### What to produce
A faithful repeat of all the records, with no image kept, is the required answer.
──────
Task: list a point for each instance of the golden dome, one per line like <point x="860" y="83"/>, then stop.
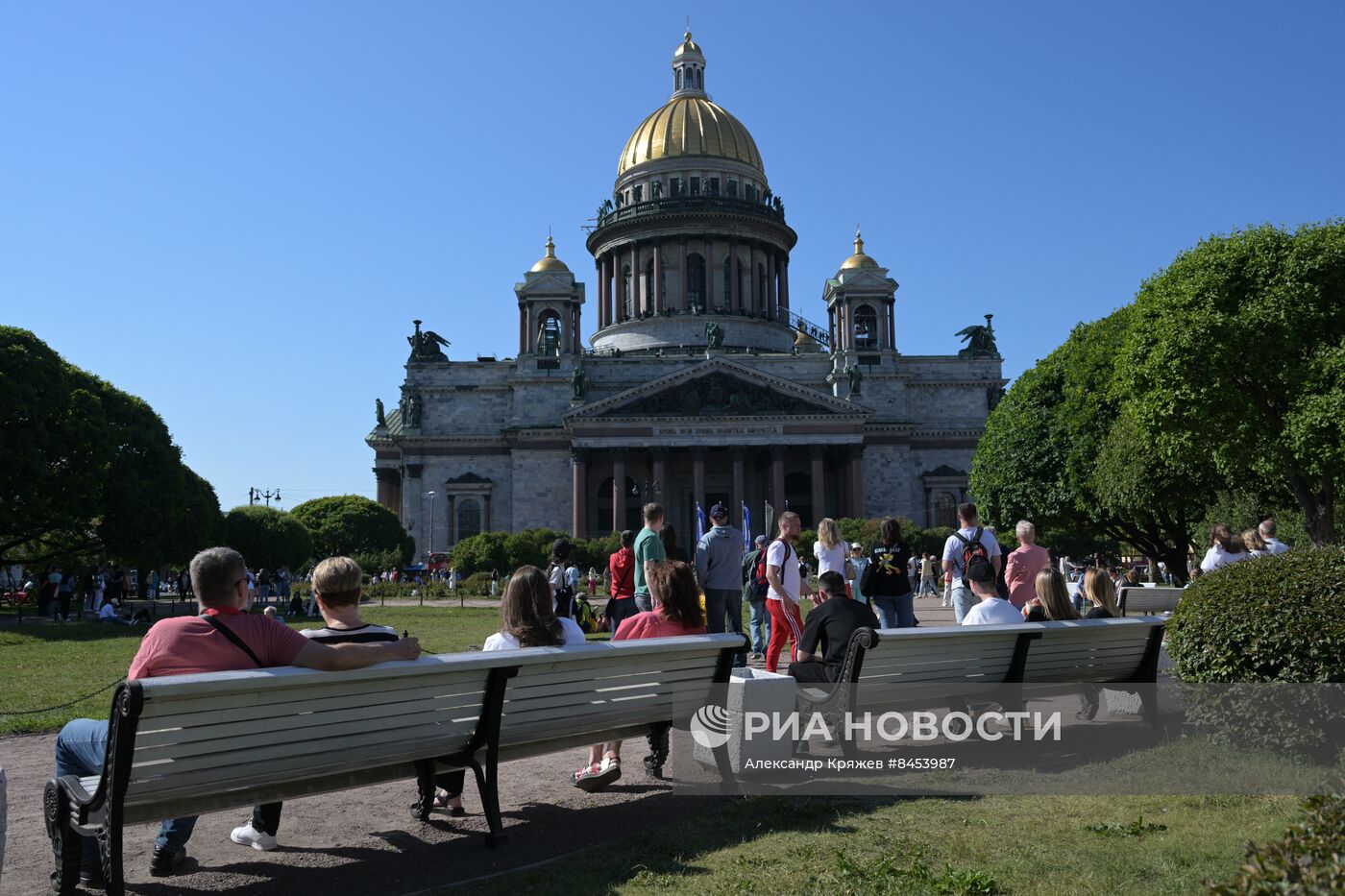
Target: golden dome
<point x="688" y="46"/>
<point x="549" y="261"/>
<point x="690" y="125"/>
<point x="858" y="258"/>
──────
### Result
Task: list a point for each instance of the golden dome, one per line like <point x="860" y="83"/>, then stop.
Target: golden dome
<point x="688" y="46"/>
<point x="549" y="261"/>
<point x="690" y="125"/>
<point x="858" y="258"/>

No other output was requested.